[[ EXCERPTED TEXT, beginning ]]

The lax story means that Betancourt has very little to work with. The movie is competently made as far as the visuals and the overall look of the film, but there is no substance here. Again, the characters are all stereotypes and the movie does nothing to add any dimensions to them. Because of this, there is no suspense when we see the characters being threatened. Essentially, the viewer simply waits to see who is going to be killed next and how it's going to happen. Oddly, Betancourt and Sieve state on the audio commentary that this is what they wanted to avoid with the movie.

While Boogeyman wasn't a very good, or memorable, movie, it did present some interesting ideas. As stated in Boogeyman 2, the idea of The Boogeyman is a universal concept and something that most viewers can related too. Unfortunately, this movie does nothing to promote that idea and instead we get a very silly slasher movie. While that could be considered cheating, that would be OK is this was at least a serviceable slasher movie, but Boogeyman 2 is dull and lifeless. This movie should have stayed in the closet.

[[ EXCERPTED TEXT, end ]]
[[ INFORMATION SHOWN, beginning ]]

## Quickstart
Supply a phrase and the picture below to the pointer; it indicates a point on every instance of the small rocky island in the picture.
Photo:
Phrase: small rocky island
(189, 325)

[[ INFORMATION SHOWN, end ]]

### EXERCISE INSTRUCTIONS:
Carry on the Boogeyman 2 review from its final sentence.

### RESULT OF THIS TASK:
Boogeyman 2 does its best to scare children on DVD courtesy of Sony Pictures Home Entertainment. The DVD contains both the widescreen and full-frame versions of the film. For the purposes of this review, only the widescreen version was viewed. The film has been letterboxed at 2.35:1 and the transfer has been enhanced for 16 x 9 TVs. The transfer looks pretty good as the image shows very little grain and no defects from the source material. This movie has a very dark look, but the action is always visible here. The few flashes of color look fine. But, several scenes lack in detail and there is some mild artifacting evident in some shots. The DVD has a Dolby Digital 5.1 audio track which provides clear dialogue and sound effects. As with most modern horror films, Boogeyman 2 contains a great deal of sound effects and they come across fine here. The stereo effects are good, and well-used in the hospital scenes. There is a great deal of surround sound and subwoofer effects during the chase scenes, which at least makes the film a good listen.

The Boogeyman 2 DVD only has a few extras. We start with two AUDIO COMMENTARIES. The first features director Jeff Betancourt and writer Brian Sieve. This is an interesting commentary as the two certainly have a great deal of enthusiasm about the project. As noted above, it's noteworthy to point out their stated goals with the film and how they fly in the face of how I perceived the movie. Along with that, they do offer a great deal of info on the story, the actors, and the making of the movie. The second commentary has actors Tobin Bell and Danielle Savre and producers Gary Bryman and Steve Hein. This is a passable talk as well, as the producers share details on how the film came together and the actors give details about the day-to-day work on the movie. "Bringing Fear to Life: Makeup Effects from Storyboard to Screen" (5 minutes) is simply a series of stills, storyboards and clips which show the design and implementation of the FX makeup. This is set to music, as there's no comments from the cast or crew here. The final extra is the TRAILER for Boogeyman 2.